— Begin —

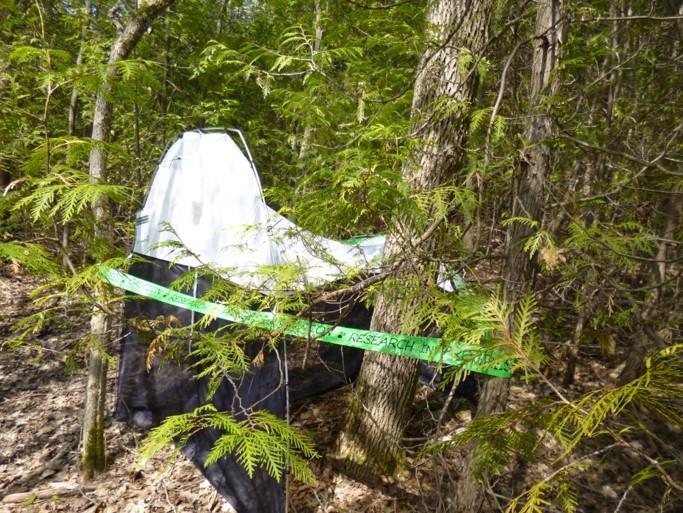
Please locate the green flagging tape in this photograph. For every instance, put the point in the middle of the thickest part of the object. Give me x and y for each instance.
(473, 358)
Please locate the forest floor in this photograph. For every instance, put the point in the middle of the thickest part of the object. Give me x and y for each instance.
(41, 394)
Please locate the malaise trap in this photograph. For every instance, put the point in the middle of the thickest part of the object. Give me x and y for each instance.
(205, 225)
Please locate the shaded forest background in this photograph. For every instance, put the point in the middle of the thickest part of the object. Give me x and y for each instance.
(558, 200)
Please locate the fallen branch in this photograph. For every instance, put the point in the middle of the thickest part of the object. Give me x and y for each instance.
(45, 493)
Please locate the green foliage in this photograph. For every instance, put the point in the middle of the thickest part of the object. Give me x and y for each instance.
(32, 257)
(260, 440)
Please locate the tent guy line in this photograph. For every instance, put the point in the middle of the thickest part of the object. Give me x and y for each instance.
(473, 358)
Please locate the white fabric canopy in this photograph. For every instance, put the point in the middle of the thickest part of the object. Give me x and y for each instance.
(206, 207)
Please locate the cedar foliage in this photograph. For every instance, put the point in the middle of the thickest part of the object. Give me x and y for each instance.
(328, 124)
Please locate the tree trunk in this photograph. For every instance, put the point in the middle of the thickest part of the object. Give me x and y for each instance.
(528, 198)
(380, 403)
(92, 442)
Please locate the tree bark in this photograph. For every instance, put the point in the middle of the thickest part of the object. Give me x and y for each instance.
(528, 197)
(444, 88)
(92, 441)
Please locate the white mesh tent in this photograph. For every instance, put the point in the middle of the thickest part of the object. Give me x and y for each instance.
(206, 197)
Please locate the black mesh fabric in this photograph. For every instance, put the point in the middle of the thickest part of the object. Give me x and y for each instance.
(147, 397)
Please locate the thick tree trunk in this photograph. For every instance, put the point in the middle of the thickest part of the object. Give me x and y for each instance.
(92, 441)
(528, 198)
(380, 403)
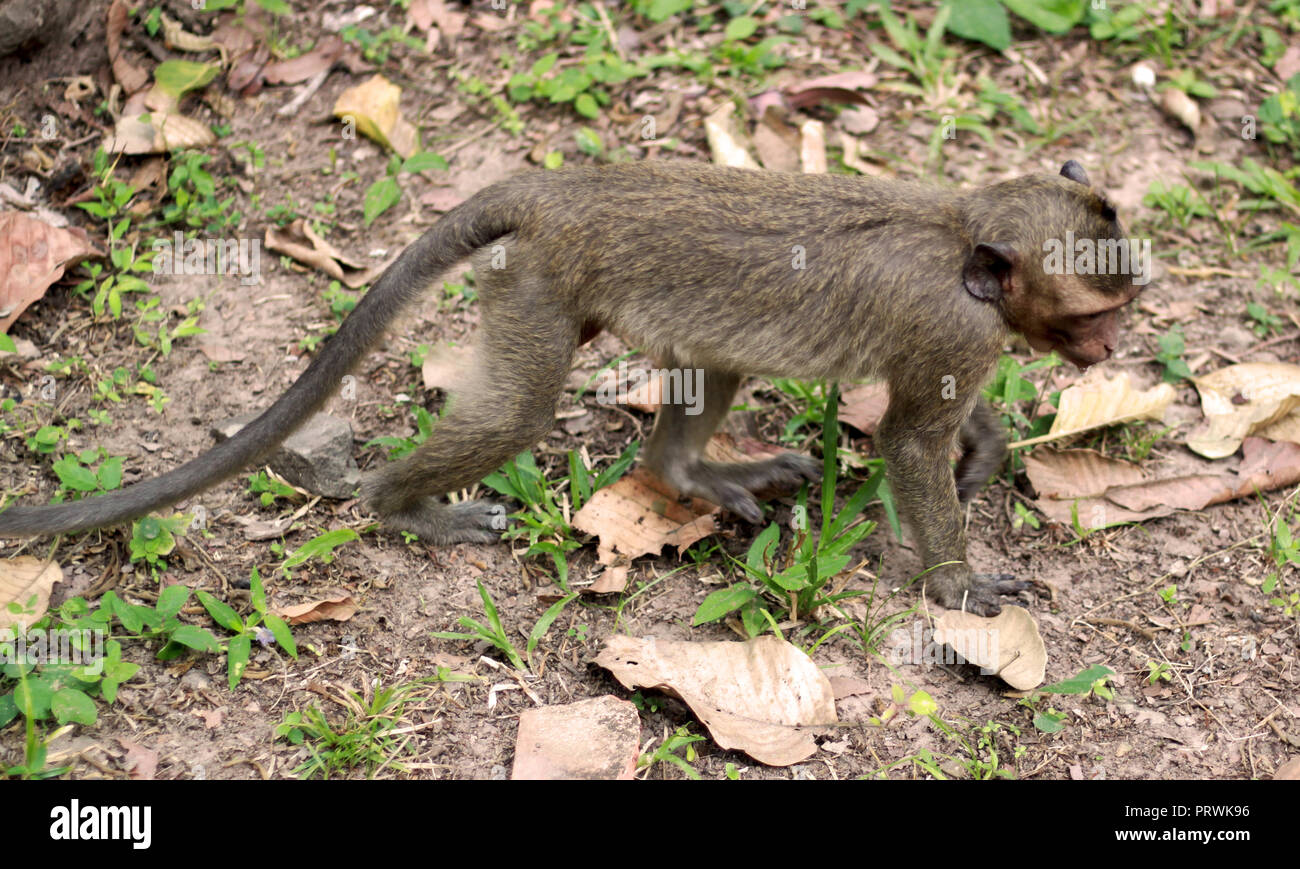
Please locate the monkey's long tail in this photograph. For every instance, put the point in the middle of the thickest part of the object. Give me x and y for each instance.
(475, 223)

— End —

• Task description:
Repeat only the lines from the line with "Please locate the white mesh" to the end of the entries, including both the first and the last line, and drop every picture.

• Finished answer:
Please locate the white mesh tent in this photograph. For every instance, put the point in the middle of the thickest part of the object. Give me x and y for each instance.
(206, 197)
Please locate the black mesh fabric in this photograph. For every instance, put the point in the middle of the thickest part of the object. Give me x and y for each instance.
(147, 397)
Please locate the thick tree trunk in this photograph. For every instance, put the point in the middle of the thickest part of the object. Give me x and y for each instance.
(92, 441)
(528, 198)
(380, 403)
Please locate the monkey's long tail in this photograph. For every instance, put the point in the middle of the thickest part of the object. Give me x and y for each instance.
(475, 223)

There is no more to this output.